:: Set exercise 1 ::
From the passage about curlews, extract everything from "But sometimes a" to "love to see.".
:: Set exercise 2 ::
In the passage about curlews, at what time did the group arrive on St. Paul Island?

:: Selection ::

────────────────

When the young curlews arrive in the islands for the first time, having traveled 2,500 miles from their birthplace, they are in a slammin' mood, and will slam feathers, shells, or bits of seaweed. I presume they soon learn to focus on more edible things to slam.
But sometimes a curlew comes across an abandoned albatross egg. It's too big to pick up and slam, and the shell is too thick for a curlew to puncture with its bill. That's when the tool use happens. Marks and Hall say it's probably an extension of slamming behavior, and I agree. But I still think it's clever.
So: smart rare mysterious long-distance travelers. A bird I'd love to see.
*
At one time Rich Stallcup led 30-day Alaskan birding tours for the company Wings, tours for the fanatical and obsessed. On his fifth tour his group – 20 devoted birders – was exhausted from days of camping. They flew to St. Paul Island in the Pribilofs, arriving at 9 p.m. There were three hours of daylight left in the long Alaskan summer day, but word on the birder grapevine was that no notable rare birds were about. No vagrant Siberian birds had been spotted. The seabird nesting colonies – the two species of kittiwakes, three auklets, two murres, two puffins – would still be there in the morning.

────────────────

Dataset items:
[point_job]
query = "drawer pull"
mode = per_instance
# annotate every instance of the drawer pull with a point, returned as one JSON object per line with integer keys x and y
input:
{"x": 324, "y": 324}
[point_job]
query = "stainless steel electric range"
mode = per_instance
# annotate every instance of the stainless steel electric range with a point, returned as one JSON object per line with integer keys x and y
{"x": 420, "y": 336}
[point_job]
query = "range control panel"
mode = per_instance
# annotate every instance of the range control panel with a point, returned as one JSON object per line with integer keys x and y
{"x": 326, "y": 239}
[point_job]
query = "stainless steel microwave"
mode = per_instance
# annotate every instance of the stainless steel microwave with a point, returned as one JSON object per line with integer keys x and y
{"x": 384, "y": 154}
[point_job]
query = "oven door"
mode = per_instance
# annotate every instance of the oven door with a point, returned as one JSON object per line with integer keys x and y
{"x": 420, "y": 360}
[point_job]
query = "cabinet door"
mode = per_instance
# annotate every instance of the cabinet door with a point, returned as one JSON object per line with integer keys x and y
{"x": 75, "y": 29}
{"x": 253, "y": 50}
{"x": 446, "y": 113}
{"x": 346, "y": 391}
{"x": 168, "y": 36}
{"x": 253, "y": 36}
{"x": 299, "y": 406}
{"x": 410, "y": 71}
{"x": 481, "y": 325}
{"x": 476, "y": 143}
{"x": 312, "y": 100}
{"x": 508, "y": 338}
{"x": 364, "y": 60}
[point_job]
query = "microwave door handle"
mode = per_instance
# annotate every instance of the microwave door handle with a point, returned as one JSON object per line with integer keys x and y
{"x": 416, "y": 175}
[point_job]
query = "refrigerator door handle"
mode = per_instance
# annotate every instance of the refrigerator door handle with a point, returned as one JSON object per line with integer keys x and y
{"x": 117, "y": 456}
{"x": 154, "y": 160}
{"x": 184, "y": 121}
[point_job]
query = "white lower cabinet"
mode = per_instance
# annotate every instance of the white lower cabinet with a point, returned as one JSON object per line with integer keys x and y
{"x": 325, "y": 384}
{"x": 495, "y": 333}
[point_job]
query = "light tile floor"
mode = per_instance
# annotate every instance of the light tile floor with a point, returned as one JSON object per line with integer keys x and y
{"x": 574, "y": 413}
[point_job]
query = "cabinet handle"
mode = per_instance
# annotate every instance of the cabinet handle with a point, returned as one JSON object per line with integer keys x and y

────────────────

:: Final answer 1 ::
But sometimes a curlew comes across an abandoned albatross egg. It's too big to pick up and slam, and the shell is too thick for a curlew to puncture with its bill. That's when the tool use happens. Marks and Hall say it's probably an extension of slamming behavior, and I agree. But I still think it's clever.
So: smart rare mysterious long-distance travelers. A bird I'd love to see.

:: Final answer 2 ::
9 p.m.